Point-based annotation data
□ □ □ □ □

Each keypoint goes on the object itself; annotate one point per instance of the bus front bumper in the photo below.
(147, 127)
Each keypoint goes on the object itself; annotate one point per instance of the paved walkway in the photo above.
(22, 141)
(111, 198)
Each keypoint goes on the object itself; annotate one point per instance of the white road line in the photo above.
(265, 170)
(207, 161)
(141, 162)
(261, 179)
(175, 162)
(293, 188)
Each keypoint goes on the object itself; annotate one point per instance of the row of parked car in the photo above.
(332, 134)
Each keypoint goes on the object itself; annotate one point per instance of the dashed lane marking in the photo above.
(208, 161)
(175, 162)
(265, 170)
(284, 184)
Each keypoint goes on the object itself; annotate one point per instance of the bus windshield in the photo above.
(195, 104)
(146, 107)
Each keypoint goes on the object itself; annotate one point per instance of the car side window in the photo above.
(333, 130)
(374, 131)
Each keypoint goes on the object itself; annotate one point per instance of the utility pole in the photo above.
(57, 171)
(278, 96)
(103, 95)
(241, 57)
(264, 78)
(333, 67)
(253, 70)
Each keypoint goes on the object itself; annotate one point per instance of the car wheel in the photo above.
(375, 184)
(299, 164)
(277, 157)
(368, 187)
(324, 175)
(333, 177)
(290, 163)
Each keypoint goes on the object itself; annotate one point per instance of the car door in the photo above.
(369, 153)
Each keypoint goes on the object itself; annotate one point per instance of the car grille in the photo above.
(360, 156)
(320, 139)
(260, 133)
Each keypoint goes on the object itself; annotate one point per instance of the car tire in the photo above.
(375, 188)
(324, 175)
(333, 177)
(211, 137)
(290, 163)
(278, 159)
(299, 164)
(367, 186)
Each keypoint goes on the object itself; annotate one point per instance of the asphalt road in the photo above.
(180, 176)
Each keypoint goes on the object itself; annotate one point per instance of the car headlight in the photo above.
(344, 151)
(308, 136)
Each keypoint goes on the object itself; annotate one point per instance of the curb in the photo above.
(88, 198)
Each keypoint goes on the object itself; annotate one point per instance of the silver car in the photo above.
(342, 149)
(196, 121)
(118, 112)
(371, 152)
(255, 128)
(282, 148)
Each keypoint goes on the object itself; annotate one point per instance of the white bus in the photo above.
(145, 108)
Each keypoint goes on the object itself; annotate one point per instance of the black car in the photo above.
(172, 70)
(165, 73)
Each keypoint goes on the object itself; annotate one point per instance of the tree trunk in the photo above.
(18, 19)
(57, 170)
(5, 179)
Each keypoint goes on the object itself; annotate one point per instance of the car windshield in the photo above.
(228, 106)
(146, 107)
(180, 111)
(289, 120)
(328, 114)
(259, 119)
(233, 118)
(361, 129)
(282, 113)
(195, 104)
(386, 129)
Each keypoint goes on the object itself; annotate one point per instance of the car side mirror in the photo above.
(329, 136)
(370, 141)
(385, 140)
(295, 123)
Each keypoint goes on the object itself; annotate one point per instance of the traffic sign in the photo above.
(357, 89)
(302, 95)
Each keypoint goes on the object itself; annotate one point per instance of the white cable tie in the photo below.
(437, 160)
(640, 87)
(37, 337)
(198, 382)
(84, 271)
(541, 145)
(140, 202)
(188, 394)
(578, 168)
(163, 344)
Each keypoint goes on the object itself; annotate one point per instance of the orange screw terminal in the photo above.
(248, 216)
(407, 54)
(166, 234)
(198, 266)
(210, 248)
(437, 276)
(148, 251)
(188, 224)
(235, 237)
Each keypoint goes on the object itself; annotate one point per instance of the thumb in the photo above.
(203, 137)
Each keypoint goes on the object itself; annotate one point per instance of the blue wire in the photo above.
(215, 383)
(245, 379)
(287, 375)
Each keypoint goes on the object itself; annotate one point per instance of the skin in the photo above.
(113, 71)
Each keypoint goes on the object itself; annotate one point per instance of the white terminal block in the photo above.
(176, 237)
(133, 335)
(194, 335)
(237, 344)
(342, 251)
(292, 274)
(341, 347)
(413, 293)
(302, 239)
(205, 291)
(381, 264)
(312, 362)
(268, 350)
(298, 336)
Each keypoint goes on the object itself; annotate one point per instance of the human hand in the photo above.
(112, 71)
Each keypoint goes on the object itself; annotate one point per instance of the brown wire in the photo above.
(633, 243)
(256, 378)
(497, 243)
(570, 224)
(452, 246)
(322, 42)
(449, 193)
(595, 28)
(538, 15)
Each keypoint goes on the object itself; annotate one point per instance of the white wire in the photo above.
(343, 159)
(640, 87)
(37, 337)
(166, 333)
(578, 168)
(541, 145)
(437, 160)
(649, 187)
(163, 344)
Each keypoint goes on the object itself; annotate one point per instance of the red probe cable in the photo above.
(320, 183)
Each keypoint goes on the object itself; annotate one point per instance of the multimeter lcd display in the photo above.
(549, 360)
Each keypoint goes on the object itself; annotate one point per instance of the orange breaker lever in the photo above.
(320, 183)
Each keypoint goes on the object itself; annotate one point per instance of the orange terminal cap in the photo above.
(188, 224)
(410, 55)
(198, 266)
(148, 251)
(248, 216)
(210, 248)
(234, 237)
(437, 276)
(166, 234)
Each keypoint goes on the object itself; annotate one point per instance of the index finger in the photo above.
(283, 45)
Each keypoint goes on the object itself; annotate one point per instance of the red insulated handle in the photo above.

□ □ □ □ □

— YOUR OBJECTIVE —
Please give back all of the records exactly as written.

— SOLUTION —
Each keypoint goes on the object itself; annotate one point per instance of the bus front bumper in the photo below.
(147, 127)
Each keypoint goes on the object itself; annotate one point per instance of the paved walkway in the photo above.
(22, 141)
(111, 198)
Each keypoint goes on the object itself; annotate one point per instance of the white road line in the photo above.
(265, 170)
(207, 161)
(141, 162)
(261, 179)
(175, 162)
(293, 188)
Each keypoint goes on the object itself; annotate one point per instance of the row of parked car in the photo above.
(332, 134)
Each keypoint goes on the object itself; annotate one point per instance of the dashed lane marking in the photo above.
(208, 161)
(175, 162)
(265, 170)
(284, 184)
Each keypoint goes on the object itself; annotate one point per instance of the bus windshield in the photo above.
(195, 104)
(146, 107)
Each keypoint goes on the object itself; annotate one point per instance of the car side window in the photo above.
(333, 130)
(374, 131)
Each keypoint goes on the object itself; annotate one point per instance of the utility pole in the photo above.
(57, 171)
(278, 96)
(103, 95)
(241, 57)
(264, 78)
(333, 67)
(253, 70)
Each keypoint goes on the object itself; annotate one point per instance of the car wheel in the photo above.
(375, 184)
(299, 164)
(277, 157)
(368, 187)
(324, 175)
(333, 177)
(290, 163)
Each keypoint goes on the object itself; annotate one point per instance of the car door in the photo above.
(369, 153)
Each keypoint goes on the object itself; annotate one point per instance of the car grille in the photo above.
(360, 156)
(320, 139)
(260, 133)
Each keypoint goes on the object itself; annotate one point per instance of the car tire in the photo above.
(375, 188)
(324, 175)
(333, 177)
(211, 137)
(290, 163)
(278, 159)
(299, 164)
(367, 186)
Each keypoint goes on the object itself; annotate one point per instance of the asphalt road in the photo above.
(180, 176)
Each keypoint goes on the object itself; annotate one point per instance of the car headlight in the photo above.
(344, 151)
(308, 136)
Each keypoint goes on the object itself; annotate one point per instance of the curb in the photo above.
(88, 198)
Each keypoint goes on the object itself; annotate one point per instance of the silver car in the photo above.
(342, 149)
(196, 121)
(118, 112)
(371, 152)
(255, 128)
(282, 148)
Each keypoint goes on the object itself; annotate one point per instance of the white bus in the photo above.
(145, 108)
Each keypoint goes on the object itself; annotate one point per instance of the black car in the photo above.
(172, 70)
(165, 73)
Each keypoint goes on the object itself; annotate one point per instance of the tree trunk in the photo above.
(18, 19)
(57, 170)
(5, 179)
Each keypoint goes on the object itself; annotate one point per instance of the car windshield in the photo above.
(228, 106)
(146, 107)
(180, 111)
(289, 120)
(328, 114)
(259, 119)
(233, 118)
(361, 129)
(282, 113)
(195, 104)
(386, 129)
Each keypoint goes on the object itself; annotate one point per instance of the car side mirror in the photo above.
(329, 136)
(370, 141)
(385, 140)
(295, 123)
Each keypoint goes on the object itself; annotate one point per instance of the traffic sign in the photo above.
(357, 89)
(302, 95)
Each keypoint goes on the object itself; annotate one point per instance of the white cable tie in the photo below.
(437, 160)
(640, 87)
(37, 337)
(198, 382)
(84, 271)
(541, 145)
(140, 202)
(188, 394)
(578, 168)
(163, 344)
Each keypoint goes on the object itself; annotate one point per instance of the orange screw terminal in the photo above.
(248, 216)
(407, 54)
(166, 234)
(198, 266)
(210, 248)
(437, 276)
(148, 251)
(188, 224)
(235, 237)
Each keypoint goes on the object itself; annotate one point per instance of the thumb in the photo above.
(203, 137)
Each keypoint goes on the object itself; annotate one point per instance of the blue wire in the photo above.
(215, 383)
(245, 379)
(287, 375)
Each keypoint goes on the object itself; annotate one point per instance of the skin in the photo above.
(113, 71)
Each keypoint goes on the object itself; annotate one point per instance of the white terminal block in the photo above.
(176, 237)
(133, 335)
(194, 335)
(237, 344)
(342, 251)
(292, 274)
(341, 347)
(413, 293)
(302, 239)
(205, 291)
(381, 264)
(312, 362)
(268, 350)
(298, 336)
Each keypoint goes on the object itself; annotate one point per instance of the human hand in the photo above.
(112, 71)
Each keypoint goes on the object itself; annotate one point per instance of the brown wire in the photo above.
(633, 243)
(256, 378)
(497, 243)
(570, 224)
(452, 246)
(322, 42)
(449, 193)
(595, 28)
(538, 15)
Each keypoint goes on the object itself; annotate one point per instance of the white wire in the photo above.
(343, 159)
(640, 87)
(37, 337)
(166, 333)
(578, 168)
(541, 145)
(437, 160)
(649, 187)
(163, 344)
Each keypoint goes on the object itself; annotate one point per instance of the red probe cable in the photo above.
(320, 183)
Each keypoint goes on the object itself; annotate one point per instance of the multimeter lcd display in the photo above.
(549, 360)
Each keypoint goes on the object itself; annotate one point per instance of the orange breaker lever in the photo above.
(320, 183)
Each keypoint goes on the object itself; annotate one point per instance of the orange terminal cap in the photo above.
(188, 224)
(410, 55)
(198, 266)
(148, 251)
(248, 216)
(210, 248)
(234, 237)
(437, 276)
(166, 234)
Each keypoint goes on the object itself; annotate one point per instance of the index finger in the photo above.
(283, 45)
Each keypoint goes on the object itself; annotate one point per instance of the red insulated handle in the photo above.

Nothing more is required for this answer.